# Exercise aim:
Set down exactly the lines from the one containing "Point out the evergreen" through the last line of the data below, and no others.

(Dataset items)
▼

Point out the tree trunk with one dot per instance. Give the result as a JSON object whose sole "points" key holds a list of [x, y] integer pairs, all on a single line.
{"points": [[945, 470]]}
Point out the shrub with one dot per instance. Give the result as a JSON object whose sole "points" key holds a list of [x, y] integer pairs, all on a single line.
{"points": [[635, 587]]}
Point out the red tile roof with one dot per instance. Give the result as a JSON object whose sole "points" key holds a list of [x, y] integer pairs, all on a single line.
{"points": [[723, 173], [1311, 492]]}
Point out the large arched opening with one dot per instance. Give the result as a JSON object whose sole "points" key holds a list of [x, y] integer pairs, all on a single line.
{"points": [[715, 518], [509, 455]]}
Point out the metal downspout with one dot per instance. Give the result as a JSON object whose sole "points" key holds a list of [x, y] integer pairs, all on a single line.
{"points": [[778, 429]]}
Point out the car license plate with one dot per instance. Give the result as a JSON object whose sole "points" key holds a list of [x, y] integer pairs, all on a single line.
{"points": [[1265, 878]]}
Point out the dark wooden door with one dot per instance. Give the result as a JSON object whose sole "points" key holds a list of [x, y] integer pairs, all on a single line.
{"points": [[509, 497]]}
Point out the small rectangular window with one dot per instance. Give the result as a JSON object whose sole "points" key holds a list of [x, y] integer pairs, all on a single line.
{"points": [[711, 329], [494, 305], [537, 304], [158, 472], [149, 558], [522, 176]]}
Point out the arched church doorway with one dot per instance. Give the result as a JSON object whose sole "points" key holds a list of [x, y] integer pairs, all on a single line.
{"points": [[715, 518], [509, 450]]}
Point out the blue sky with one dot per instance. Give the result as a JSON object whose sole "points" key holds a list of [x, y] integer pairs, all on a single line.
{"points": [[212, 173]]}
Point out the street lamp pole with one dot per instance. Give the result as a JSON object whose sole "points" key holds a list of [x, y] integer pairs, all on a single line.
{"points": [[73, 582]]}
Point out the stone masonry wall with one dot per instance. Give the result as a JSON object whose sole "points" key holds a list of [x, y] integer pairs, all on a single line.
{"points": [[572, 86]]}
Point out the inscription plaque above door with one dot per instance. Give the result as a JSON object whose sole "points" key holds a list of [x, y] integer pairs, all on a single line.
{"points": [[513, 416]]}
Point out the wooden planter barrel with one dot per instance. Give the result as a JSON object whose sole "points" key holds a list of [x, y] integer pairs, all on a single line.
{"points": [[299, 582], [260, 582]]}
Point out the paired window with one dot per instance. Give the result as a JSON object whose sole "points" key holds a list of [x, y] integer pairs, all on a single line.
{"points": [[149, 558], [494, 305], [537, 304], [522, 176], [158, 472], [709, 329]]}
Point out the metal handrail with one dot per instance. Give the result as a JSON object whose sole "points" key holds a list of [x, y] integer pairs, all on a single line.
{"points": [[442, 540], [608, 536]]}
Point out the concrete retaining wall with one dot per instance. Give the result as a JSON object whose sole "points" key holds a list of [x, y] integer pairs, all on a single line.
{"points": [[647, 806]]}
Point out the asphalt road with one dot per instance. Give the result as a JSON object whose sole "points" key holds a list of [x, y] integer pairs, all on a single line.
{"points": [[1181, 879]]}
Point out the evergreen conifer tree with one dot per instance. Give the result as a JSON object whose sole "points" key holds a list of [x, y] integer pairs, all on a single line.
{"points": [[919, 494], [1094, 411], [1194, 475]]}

▲

# Reply:
Point out the evergreen conifer tree with one dot per instance. Give the result as a JSON object whose sole "points" key holds a list of [x, y] integer pairs, all on a single line.
{"points": [[919, 494], [1094, 411], [1194, 475]]}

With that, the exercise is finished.